**YOUR GOAL:** Reprint all entries without any alteration.

**INFORMATION PROVIDED:**
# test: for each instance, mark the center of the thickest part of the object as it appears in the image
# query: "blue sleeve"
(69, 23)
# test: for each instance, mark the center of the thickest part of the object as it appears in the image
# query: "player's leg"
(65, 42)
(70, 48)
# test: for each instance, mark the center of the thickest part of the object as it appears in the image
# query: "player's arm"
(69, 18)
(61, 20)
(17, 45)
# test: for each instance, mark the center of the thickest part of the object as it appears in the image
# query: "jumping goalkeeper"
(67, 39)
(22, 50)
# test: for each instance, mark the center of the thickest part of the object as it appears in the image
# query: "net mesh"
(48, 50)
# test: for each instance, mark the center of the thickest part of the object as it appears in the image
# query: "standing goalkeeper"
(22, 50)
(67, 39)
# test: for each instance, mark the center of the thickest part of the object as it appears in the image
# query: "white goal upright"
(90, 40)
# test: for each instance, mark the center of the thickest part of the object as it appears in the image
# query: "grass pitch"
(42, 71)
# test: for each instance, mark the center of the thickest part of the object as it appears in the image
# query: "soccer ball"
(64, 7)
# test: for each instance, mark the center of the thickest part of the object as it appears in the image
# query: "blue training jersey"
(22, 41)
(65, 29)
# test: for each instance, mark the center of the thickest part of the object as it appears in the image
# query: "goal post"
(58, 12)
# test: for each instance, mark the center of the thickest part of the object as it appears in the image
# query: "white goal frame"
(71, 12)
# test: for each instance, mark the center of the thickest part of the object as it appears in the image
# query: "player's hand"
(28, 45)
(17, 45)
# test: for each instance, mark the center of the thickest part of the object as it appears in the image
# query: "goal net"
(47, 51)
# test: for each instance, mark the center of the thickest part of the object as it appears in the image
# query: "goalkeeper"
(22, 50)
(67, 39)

**ANSWER BOX:**
# test: for each instance, mark the center of the thickest part of the object as it appears in the image
# query: "blue sleeve"
(69, 23)
# test: for each instance, mark the center of the thickest part of the object as it appears in the image
# query: "player's leg"
(65, 42)
(70, 48)
# test: for each instance, mark the center of the thickest part of the object as it appears in the image
# query: "player's arm"
(69, 18)
(61, 20)
(17, 45)
# test: for each instance, mark the center of the thickest part of the object as it appears in the image
# query: "jumping goalkeeper"
(67, 39)
(22, 50)
# test: for each instance, mark the center of the thickest part of the object as it appears in the image
# query: "net mesh"
(48, 50)
# test: for each instance, mark the center of the thickest part of the object as it appears in the image
# query: "standing goalkeeper"
(22, 50)
(67, 39)
# test: for each instance, mark the center of the thickest part of the object as it appears in the image
# query: "white goal upright"
(90, 40)
# test: for each instance, mark the center of the thickest part of the object as it appears in the image
# query: "grass pitch"
(42, 71)
# test: for each instance, mark the center of the thickest part of the object as it appears in the image
# query: "soccer ball"
(64, 7)
# test: for each instance, mark the center of the thickest part of the object as it appears in the image
# query: "blue training jersey"
(22, 41)
(65, 29)
# test: for each instance, mark the center of the thickest part of the object as it appears in the image
# query: "goal post"
(58, 12)
# test: for each instance, mark the center of the thickest part of the object as it appears in the image
# query: "white goal frame"
(71, 12)
# test: for each instance, mark the center of the thickest part of the object as it appears in the image
# query: "player's hand"
(28, 45)
(17, 45)
# test: for each instance, mark the center of the thickest part of the object as it appears in the image
# query: "goal net"
(47, 51)
# test: for each instance, mark the center of the thickest part of the object as it appears in the image
# query: "goalkeeper"
(22, 50)
(67, 39)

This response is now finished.